━━━ INPUT FOR THIS TASK ━━━

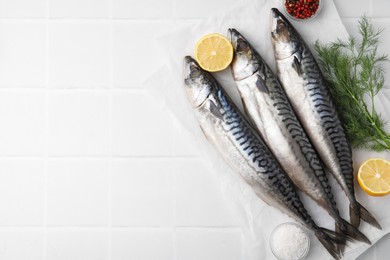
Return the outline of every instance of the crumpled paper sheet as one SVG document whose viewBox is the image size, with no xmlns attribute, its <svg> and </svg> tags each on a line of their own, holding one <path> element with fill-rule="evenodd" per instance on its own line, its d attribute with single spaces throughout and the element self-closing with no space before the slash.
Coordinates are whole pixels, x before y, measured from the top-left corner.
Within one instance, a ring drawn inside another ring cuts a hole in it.
<svg viewBox="0 0 390 260">
<path fill-rule="evenodd" d="M 149 96 L 155 102 L 161 102 L 161 107 L 166 108 L 173 115 L 177 120 L 178 127 L 182 131 L 190 133 L 189 136 L 192 139 L 190 141 L 194 146 L 197 146 L 199 156 L 206 159 L 205 161 L 209 164 L 209 167 L 217 175 L 221 190 L 228 199 L 233 213 L 241 220 L 244 232 L 244 259 L 273 259 L 268 242 L 270 233 L 277 225 L 293 220 L 256 197 L 246 183 L 220 159 L 201 133 L 192 108 L 187 102 L 183 87 L 183 57 L 193 54 L 193 47 L 201 36 L 213 32 L 226 34 L 228 28 L 236 28 L 241 32 L 275 71 L 269 32 L 270 9 L 277 7 L 282 10 L 281 1 L 244 0 L 244 2 L 228 12 L 200 22 L 189 22 L 189 25 L 174 28 L 173 32 L 158 37 L 157 41 L 166 54 L 167 64 L 164 68 L 155 72 L 144 85 Z M 314 20 L 303 23 L 292 21 L 302 37 L 311 46 L 317 39 L 323 43 L 328 43 L 337 38 L 348 38 L 348 33 L 340 20 L 333 1 L 323 1 L 323 4 L 321 13 Z M 230 70 L 217 73 L 215 76 L 236 104 L 242 108 Z M 390 114 L 386 109 L 389 101 L 390 90 L 388 89 L 382 91 L 376 101 L 378 111 L 382 112 L 386 120 L 390 119 Z M 390 154 L 354 151 L 355 171 L 369 157 L 390 159 Z M 341 215 L 349 220 L 348 200 L 335 181 L 330 179 L 330 182 Z M 389 232 L 390 197 L 369 197 L 361 191 L 357 184 L 356 190 L 358 201 L 374 214 L 383 227 L 383 230 L 378 230 L 362 222 L 360 230 L 374 244 Z M 307 210 L 319 226 L 334 229 L 334 221 L 323 209 L 306 196 L 302 195 L 301 197 Z M 307 259 L 331 259 L 314 234 L 309 233 L 311 248 Z M 356 259 L 368 247 L 368 245 L 359 242 L 349 243 L 343 259 Z"/>
</svg>

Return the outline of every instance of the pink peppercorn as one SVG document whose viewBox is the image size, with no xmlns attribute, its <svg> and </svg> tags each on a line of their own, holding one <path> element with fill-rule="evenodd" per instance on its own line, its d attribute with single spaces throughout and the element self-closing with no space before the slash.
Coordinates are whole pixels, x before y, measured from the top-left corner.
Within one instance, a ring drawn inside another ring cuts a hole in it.
<svg viewBox="0 0 390 260">
<path fill-rule="evenodd" d="M 307 19 L 312 17 L 318 10 L 319 0 L 286 0 L 285 7 L 287 12 L 298 19 Z"/>
</svg>

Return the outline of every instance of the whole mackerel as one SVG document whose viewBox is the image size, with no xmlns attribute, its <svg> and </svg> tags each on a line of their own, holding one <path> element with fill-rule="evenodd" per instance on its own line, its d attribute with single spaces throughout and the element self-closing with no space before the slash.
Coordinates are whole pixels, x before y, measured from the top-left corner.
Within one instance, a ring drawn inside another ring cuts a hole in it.
<svg viewBox="0 0 390 260">
<path fill-rule="evenodd" d="M 358 227 L 363 219 L 381 229 L 356 201 L 351 147 L 317 62 L 276 8 L 271 9 L 271 35 L 279 80 L 326 168 L 346 193 L 351 224 Z"/>
<path fill-rule="evenodd" d="M 370 243 L 340 217 L 321 159 L 272 70 L 237 30 L 229 29 L 234 48 L 233 78 L 244 109 L 295 186 L 335 220 L 336 232 Z"/>
<path fill-rule="evenodd" d="M 258 197 L 313 230 L 338 259 L 345 235 L 315 224 L 288 176 L 219 83 L 191 57 L 184 61 L 187 97 L 207 140 Z"/>
</svg>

━━━

• _WHAT IS EXPECTED_: Each record should be written out exactly, and each image should be omitted.

• _YOUR RESPONSE_:
Return the outline of every instance of the crumpled paper sheet as one SVG document whose viewBox is the image size, with no xmlns attribute, its <svg> and </svg> tags each on a line of their own, holding one <path> element with fill-rule="evenodd" per instance on its own line, its d attribute with single spaces throughout and the element self-closing with no space before the slash.
Coordinates are whole pixels, x before y, measured from the top-left corner.
Within one instance, a ring drawn inside another ring cuts a hole in it.
<svg viewBox="0 0 390 260">
<path fill-rule="evenodd" d="M 149 96 L 155 102 L 161 102 L 161 107 L 166 108 L 173 115 L 177 120 L 178 127 L 182 131 L 190 133 L 189 136 L 192 139 L 190 141 L 194 146 L 197 146 L 199 156 L 206 159 L 205 161 L 209 164 L 209 167 L 217 175 L 221 190 L 228 199 L 233 213 L 241 220 L 244 232 L 244 259 L 273 259 L 268 242 L 270 233 L 277 225 L 293 220 L 256 197 L 246 183 L 220 159 L 201 133 L 192 108 L 187 102 L 183 87 L 183 57 L 193 54 L 193 47 L 201 36 L 213 32 L 226 34 L 228 28 L 236 28 L 241 32 L 275 71 L 269 32 L 270 9 L 277 7 L 282 10 L 281 1 L 244 0 L 244 2 L 228 12 L 200 22 L 189 22 L 189 25 L 174 28 L 173 32 L 158 37 L 157 41 L 166 54 L 167 64 L 164 68 L 155 72 L 144 85 Z M 314 20 L 303 23 L 292 21 L 302 37 L 311 46 L 317 39 L 323 43 L 328 43 L 337 38 L 348 38 L 348 33 L 340 20 L 333 1 L 323 1 L 323 4 L 321 13 Z M 230 70 L 217 73 L 215 76 L 236 104 L 242 108 Z M 390 114 L 386 109 L 389 101 L 390 90 L 388 89 L 382 91 L 376 101 L 378 111 L 382 112 L 386 120 L 390 119 Z M 390 154 L 354 151 L 355 171 L 369 157 L 390 159 Z M 341 215 L 349 220 L 348 200 L 335 181 L 330 179 L 330 182 Z M 389 232 L 390 197 L 369 197 L 361 191 L 357 184 L 356 190 L 358 201 L 374 214 L 383 227 L 383 230 L 378 230 L 362 222 L 360 230 L 374 244 Z M 307 210 L 319 226 L 334 229 L 334 221 L 323 209 L 306 196 L 302 195 L 301 197 Z M 307 259 L 331 259 L 314 234 L 309 233 L 311 248 Z M 356 259 L 368 247 L 368 245 L 359 242 L 349 243 L 343 259 Z"/>
</svg>

Return the outline of every instance of the pink peppercorn as one SVG document whose viewBox is the image size, with no xmlns attribute, its <svg> and </svg> tags each on a line of their own, holding one <path> element with fill-rule="evenodd" per instance on its own line, its d attribute with single spaces throughout and the element self-closing with no space before the slash.
Coordinates are whole pixels, x before y, measured from the top-left corner.
Within one instance, a ring drawn inside another ring cuts a hole in it.
<svg viewBox="0 0 390 260">
<path fill-rule="evenodd" d="M 307 19 L 312 17 L 318 10 L 319 0 L 286 0 L 285 7 L 287 12 L 298 19 Z"/>
</svg>

Return the outline of every instance of the whole mackerel as one SVG document whose viewBox is the image size, with no xmlns attribute, its <svg> and </svg> tags each on a line of their own, holding one <path> element with fill-rule="evenodd" per instance on its own line, its d attribute with single spaces throughout and the element self-closing with no space before the slash.
Coordinates are whole pixels, x before y, measured from the top-left corner.
Within one instance, a ring drawn inside another ring cuts a hole in it.
<svg viewBox="0 0 390 260">
<path fill-rule="evenodd" d="M 358 227 L 363 219 L 381 229 L 356 201 L 351 147 L 317 62 L 276 8 L 271 9 L 271 35 L 279 80 L 326 168 L 346 193 L 351 224 Z"/>
<path fill-rule="evenodd" d="M 370 243 L 340 217 L 321 159 L 272 70 L 237 30 L 229 29 L 234 48 L 233 78 L 244 109 L 295 186 L 335 220 L 336 232 Z"/>
<path fill-rule="evenodd" d="M 258 197 L 313 230 L 338 259 L 345 235 L 315 224 L 288 176 L 219 83 L 191 57 L 184 61 L 187 97 L 207 140 Z"/>
</svg>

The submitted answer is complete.